American technology journalist

Casey Newton (born June 19, 1980) is an American technology journalist best known for creating the Platformer newsletter. He previously worked as a senior editor at The Verge.

== Career ==
Newton had been covering the Arizona State Legislature for The Arizona Republic, with an interest in technology as a hobby. Kristen Go, a former coworker at The Arizona Republic, invited him to work at the San Francisco Chronicle to cover tech companies and new technology. Later, he was a blogger and senior writer for CNET until 2013. Afterward, between 2013 and 2020, he covered Silicon Valley at The Verge and became a senior editor. During his time at The Verge, he wrote a daily newsletter called The Interface. His reporting on the effects of content moderation on workers (resulting in PTSD) has led to a contracting company cutting ties with Facebook.

== Platformer ==
In 2020, Newton left to publish his own newsletter, Platformer, on Substack. with the paid subscription costing per month. Substack incentivized authors with advances, which Newton turned down, but accepted healthcare stipends. As of January 2024, Platformer had 170,000 subscribers to the free edition. In January 2024, Newton decided to move Platformer off Substack to Ghost, in response to Substack's policies and handling of pro-Nazi publications on its platform.

Platformer initially focused on original reporting/scoops, news analysis and link roundups, but as of 2026 plans to focus more on original reporting to avoid competing with AI.

== Hard Fork ==
In late 2022, Newton began a weekly technology news podcast for the New York Times, called Hard Fork, co-hosting with Kevin Roose. In June 2026, Roose announced Hard Fork would end in August, and that he and Newton would "start a new show together, under our own shingle."

== Machine Gods ==
The new project, a 'video-first' evolution of their previous show, was announced in September 2026 aiming to provide deeper and nuanced insights into artificial intelligence. He and Roose hoped a partnership with NPR would maintain the broader reach and public service achieved with New York Times, despite being an independent venture. Machine Gods Media has a presence on YouTube and other social media. Machine Gods is expected to debut on 19 October.

== Personal life ==
Newton was born on June 19, 1980, and grew up in La Habra, California. He attended Sonora High School, where he served as a student board member and president of the debate club. He graduated from Northwestern University in 2002 with a Bachelor of Journalism.

He is gay and lives in San Francisco. In February of 2026, he announced on Hard Fork that he is engaged and that his fiancé works for Anthropic.

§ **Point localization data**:
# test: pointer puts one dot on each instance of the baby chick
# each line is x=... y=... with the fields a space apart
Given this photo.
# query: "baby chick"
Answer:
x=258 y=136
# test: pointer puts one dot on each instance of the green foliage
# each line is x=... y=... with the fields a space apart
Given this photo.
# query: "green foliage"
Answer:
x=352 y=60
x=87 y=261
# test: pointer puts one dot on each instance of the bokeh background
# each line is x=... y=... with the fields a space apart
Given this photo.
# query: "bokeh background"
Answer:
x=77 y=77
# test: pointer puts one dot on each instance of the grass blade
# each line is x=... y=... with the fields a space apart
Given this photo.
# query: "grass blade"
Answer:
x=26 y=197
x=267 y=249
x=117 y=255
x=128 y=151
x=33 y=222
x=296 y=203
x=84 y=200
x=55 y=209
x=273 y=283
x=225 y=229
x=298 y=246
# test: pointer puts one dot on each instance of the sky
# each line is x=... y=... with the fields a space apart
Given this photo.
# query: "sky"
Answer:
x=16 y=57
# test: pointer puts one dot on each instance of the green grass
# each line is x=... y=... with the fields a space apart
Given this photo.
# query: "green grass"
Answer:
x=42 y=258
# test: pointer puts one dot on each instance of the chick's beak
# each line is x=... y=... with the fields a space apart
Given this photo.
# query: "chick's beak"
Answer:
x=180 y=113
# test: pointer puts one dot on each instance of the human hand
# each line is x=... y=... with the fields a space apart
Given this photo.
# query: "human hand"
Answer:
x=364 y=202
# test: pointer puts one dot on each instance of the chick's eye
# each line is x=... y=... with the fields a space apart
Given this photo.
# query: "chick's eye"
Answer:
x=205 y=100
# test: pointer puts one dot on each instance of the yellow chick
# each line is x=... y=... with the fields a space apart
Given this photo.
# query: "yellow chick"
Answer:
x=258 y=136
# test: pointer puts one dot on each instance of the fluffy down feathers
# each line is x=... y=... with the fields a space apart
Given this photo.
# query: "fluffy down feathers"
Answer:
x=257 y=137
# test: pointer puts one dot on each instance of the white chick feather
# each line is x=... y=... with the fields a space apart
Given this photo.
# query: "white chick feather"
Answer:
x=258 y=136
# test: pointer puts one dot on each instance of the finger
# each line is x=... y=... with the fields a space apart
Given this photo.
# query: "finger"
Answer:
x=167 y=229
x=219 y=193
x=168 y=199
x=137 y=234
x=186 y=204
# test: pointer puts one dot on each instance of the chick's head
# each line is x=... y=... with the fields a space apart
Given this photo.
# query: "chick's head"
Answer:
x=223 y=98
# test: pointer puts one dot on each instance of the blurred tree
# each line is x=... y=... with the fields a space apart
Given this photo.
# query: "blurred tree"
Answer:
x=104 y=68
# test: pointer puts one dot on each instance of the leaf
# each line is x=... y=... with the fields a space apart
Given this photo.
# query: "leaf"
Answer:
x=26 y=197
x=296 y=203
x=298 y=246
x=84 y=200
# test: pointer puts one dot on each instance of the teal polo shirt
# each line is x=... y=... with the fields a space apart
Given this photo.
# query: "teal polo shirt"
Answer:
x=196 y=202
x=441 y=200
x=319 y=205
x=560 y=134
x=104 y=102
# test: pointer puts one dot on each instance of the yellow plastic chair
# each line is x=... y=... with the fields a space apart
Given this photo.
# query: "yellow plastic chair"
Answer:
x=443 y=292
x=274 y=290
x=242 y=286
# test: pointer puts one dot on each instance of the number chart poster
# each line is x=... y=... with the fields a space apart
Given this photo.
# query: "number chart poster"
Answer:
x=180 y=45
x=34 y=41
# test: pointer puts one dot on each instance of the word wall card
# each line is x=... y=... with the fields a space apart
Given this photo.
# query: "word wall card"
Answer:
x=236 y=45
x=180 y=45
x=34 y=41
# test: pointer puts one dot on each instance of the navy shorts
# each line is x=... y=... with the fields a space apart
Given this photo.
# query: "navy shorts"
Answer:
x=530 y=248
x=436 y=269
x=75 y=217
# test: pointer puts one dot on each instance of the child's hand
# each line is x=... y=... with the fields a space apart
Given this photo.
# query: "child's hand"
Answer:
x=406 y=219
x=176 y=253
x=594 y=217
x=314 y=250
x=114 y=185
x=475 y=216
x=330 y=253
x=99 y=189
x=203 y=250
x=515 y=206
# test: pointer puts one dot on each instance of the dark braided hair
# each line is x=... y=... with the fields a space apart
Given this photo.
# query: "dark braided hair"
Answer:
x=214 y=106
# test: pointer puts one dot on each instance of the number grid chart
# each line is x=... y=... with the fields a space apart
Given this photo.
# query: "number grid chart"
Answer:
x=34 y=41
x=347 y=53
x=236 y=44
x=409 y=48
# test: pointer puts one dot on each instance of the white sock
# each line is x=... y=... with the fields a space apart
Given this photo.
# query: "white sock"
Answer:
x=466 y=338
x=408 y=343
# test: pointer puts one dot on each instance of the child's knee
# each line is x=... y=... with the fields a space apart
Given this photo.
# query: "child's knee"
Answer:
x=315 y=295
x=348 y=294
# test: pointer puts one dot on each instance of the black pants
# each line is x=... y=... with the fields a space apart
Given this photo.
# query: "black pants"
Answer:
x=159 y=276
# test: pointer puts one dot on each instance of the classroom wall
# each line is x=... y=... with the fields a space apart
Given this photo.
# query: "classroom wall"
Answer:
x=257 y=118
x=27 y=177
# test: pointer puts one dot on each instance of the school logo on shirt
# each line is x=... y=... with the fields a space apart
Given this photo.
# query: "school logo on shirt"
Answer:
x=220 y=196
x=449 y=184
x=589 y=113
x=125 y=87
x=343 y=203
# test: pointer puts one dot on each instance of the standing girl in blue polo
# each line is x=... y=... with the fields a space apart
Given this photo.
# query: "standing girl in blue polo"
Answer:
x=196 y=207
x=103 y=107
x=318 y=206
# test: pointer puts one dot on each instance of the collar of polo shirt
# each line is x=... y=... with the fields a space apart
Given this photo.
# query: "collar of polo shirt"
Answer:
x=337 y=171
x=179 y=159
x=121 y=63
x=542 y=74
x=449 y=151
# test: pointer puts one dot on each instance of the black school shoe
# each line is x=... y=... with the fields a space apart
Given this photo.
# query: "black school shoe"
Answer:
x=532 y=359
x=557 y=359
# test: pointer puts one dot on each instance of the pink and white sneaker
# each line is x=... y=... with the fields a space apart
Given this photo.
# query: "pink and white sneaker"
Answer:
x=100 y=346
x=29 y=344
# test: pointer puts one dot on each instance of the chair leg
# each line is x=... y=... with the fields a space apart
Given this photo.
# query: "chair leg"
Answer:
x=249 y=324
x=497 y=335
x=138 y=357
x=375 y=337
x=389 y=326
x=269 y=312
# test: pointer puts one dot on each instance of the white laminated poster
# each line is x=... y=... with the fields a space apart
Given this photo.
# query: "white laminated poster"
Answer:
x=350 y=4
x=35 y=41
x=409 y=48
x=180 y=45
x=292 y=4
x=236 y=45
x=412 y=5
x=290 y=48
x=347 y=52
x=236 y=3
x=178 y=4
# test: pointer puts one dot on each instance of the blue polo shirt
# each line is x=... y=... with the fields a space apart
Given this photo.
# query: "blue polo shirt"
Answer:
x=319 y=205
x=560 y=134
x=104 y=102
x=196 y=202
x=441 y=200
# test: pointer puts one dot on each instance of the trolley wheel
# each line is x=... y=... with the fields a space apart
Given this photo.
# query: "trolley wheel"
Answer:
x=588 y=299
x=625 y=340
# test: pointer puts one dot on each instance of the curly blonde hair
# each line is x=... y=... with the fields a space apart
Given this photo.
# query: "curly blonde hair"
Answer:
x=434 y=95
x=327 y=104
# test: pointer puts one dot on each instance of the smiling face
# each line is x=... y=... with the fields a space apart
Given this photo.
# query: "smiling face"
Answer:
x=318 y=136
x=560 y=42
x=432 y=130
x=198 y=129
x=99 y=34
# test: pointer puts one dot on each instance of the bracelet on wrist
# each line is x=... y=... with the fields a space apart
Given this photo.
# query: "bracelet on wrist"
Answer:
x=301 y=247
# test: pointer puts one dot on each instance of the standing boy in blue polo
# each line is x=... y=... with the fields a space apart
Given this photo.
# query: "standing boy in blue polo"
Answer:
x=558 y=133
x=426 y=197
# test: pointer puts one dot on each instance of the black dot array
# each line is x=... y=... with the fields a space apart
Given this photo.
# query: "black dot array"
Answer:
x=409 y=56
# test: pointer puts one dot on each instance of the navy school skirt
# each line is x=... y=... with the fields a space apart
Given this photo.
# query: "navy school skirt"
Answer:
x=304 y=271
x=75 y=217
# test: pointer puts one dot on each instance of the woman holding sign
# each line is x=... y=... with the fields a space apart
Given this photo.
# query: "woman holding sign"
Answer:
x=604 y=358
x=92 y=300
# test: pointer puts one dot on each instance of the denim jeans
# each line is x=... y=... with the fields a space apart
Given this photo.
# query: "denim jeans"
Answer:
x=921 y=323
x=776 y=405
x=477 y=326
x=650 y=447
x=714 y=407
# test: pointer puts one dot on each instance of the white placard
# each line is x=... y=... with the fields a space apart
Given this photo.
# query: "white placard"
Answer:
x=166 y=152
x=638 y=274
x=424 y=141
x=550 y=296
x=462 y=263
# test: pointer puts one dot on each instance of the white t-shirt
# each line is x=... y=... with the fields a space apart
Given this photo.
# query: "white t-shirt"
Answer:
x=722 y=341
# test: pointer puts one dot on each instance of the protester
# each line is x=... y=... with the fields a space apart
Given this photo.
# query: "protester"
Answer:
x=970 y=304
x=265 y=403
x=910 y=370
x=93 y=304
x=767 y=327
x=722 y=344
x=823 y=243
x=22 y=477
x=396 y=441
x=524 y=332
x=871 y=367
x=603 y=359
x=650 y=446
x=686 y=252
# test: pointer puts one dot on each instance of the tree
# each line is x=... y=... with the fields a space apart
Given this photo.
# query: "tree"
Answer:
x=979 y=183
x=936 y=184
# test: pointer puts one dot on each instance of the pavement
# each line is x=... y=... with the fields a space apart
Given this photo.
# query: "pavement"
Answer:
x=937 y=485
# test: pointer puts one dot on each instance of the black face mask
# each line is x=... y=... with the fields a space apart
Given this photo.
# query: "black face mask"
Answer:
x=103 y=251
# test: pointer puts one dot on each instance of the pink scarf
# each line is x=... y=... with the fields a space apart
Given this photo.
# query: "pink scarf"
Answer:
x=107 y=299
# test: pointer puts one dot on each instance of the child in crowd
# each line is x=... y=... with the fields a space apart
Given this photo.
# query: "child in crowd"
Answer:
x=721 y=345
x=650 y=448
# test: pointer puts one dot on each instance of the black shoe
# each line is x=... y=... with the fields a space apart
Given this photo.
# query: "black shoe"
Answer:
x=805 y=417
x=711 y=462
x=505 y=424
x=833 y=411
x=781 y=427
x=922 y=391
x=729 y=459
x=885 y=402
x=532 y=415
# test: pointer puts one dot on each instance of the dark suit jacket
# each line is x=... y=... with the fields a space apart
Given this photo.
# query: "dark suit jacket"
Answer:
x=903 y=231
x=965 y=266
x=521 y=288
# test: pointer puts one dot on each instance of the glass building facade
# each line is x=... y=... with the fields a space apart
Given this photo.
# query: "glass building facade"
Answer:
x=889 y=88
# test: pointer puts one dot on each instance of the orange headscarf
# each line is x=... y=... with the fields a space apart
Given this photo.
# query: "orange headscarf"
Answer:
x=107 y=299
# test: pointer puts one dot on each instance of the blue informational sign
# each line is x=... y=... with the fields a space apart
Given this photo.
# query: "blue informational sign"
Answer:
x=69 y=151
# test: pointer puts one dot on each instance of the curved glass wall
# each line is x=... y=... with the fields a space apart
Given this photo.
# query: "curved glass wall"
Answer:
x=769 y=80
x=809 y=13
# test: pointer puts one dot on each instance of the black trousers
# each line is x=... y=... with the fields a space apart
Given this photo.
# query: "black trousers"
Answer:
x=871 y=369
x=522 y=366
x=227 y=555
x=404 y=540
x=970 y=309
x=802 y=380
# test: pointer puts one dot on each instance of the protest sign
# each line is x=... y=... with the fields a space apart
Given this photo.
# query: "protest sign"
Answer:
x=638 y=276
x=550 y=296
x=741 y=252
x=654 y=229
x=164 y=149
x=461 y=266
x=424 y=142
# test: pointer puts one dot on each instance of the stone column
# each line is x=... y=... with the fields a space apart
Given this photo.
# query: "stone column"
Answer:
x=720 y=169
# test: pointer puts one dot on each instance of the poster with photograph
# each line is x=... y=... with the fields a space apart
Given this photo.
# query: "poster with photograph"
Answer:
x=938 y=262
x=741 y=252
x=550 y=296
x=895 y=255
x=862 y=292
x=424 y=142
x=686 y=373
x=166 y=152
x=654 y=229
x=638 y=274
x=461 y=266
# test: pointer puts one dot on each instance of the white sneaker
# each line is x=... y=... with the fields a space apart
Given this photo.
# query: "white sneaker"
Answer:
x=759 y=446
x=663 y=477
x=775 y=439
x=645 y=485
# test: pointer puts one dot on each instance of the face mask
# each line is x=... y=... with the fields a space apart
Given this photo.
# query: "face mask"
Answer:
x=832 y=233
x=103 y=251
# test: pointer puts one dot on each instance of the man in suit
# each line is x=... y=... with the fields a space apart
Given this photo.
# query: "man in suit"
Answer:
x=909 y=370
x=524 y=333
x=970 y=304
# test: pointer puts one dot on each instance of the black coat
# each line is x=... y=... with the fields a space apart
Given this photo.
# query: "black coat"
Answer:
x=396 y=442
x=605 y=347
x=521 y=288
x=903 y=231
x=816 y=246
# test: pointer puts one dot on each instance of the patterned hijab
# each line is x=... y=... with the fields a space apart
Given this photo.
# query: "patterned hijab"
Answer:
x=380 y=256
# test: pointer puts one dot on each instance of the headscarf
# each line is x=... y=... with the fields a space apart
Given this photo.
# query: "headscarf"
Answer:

§ **PROBLEM DESCRIPTION**:
Write out the passage about the technology journalist word for word, from "Casey Newton (born" to "ties with Facebook.".

§ **ANSWER AREA**:
Casey Newton (born June 19, 1980) is an American technology journalist best known for creating the Platformer newsletter. He previously worked as a senior editor at The Verge.

== Career ==
Newton had been covering the Arizona State Legislature for The Arizona Republic, with an interest in technology as a hobby. Kristen Go, a former coworker at The Arizona Republic, invited him to work at the San Francisco Chronicle to cover tech companies and new technology. Later, he was a blogger and senior writer for CNET until 2013. Afterward, between 2013 and 2020, he covered Silicon Valley at The Verge and became a senior editor. During his time at The Verge, he wrote a daily newsletter called The Interface. His reporting on the effects of content moderation on workers (resulting in PTSD) has led to a contracting company cutting ties with Facebook.